=== Teks Bacaan ===
Kesuksesan Undip, kata Prof Eko, diraih tidak dengan cara gampang. Selain pembenahan internal, Undip juga gencar melakukan kerja sama dengan pihak luar melalui program go international. Pada 2005 Prof Eko mengajak delapan dekan melakukan kunjungan ke tujuh Universitas di Amerika Serikat. Masih di tahun yang sama, Undip melakukan kerja sama program double degree dengan lima universitas di Perancis.
Masih sebagai rektor, Prof Eko pernah mencanangkan Undip sebagai universitas riset. Oleh Prof Dr dokter Soesilo Wibowo SMed SPAnd, penggantinya, gagasan itu diperkuat dengan memasang target pencapaian pada 2020. Dalam pemikirannya, kemajuan ilmu pengetahuan hanya bisa diperoleh melalui penelitian.

=== Daftar Tugas ===
a - Salinlah dengan tepat sebagian teks bacaan. Mulailah dari kata-kata yang memuat "Masih sebagai rektor, Prof" dan berhentilah setelah "diperoleh melalui penelitian.".
b - Menurut teks bacaan, dengan berapa universitas di Perancis Undip menjalin kerja sama program double degree pada 2005?
Catatan yang disajikan setelah ini tidak berhubungan dengan teks bacaan.

Entri data hasil ekstraksi
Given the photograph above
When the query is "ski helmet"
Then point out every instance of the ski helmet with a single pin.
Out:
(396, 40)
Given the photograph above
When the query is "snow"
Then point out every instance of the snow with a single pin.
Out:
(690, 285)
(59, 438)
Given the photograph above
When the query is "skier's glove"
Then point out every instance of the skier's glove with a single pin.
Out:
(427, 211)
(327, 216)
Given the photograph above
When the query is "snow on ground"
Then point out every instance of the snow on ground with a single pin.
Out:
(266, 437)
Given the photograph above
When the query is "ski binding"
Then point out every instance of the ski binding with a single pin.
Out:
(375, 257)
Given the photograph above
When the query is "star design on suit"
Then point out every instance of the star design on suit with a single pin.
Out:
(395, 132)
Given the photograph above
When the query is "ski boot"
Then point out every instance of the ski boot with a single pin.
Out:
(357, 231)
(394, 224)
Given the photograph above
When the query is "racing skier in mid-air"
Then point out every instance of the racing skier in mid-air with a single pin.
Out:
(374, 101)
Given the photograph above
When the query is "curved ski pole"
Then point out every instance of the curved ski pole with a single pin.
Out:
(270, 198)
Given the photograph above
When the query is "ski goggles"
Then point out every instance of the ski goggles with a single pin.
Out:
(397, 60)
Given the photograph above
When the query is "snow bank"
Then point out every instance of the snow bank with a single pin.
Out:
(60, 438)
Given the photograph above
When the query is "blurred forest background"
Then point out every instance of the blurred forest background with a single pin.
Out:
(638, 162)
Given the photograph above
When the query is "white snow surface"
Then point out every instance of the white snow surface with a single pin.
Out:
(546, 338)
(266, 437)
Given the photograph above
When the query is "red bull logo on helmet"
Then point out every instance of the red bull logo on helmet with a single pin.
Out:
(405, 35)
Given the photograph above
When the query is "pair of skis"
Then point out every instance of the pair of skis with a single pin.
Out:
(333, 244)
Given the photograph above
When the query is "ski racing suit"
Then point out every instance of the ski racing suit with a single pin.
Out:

=== Jawaban Latihan ===
a -
Masih sebagai rektor, Prof Eko pernah mencanangkan Undip sebagai universitas riset. Oleh Prof Dr dokter Soesilo Wibowo SMed SPAnd, penggantinya, gagasan itu diperkuat dengan memasang target pencapaian pada 2020. Dalam pemikirannya, kemajuan ilmu pengetahuan hanya bisa diperoleh melalui penelitian.

b - Dengan lima universitas di Perancis.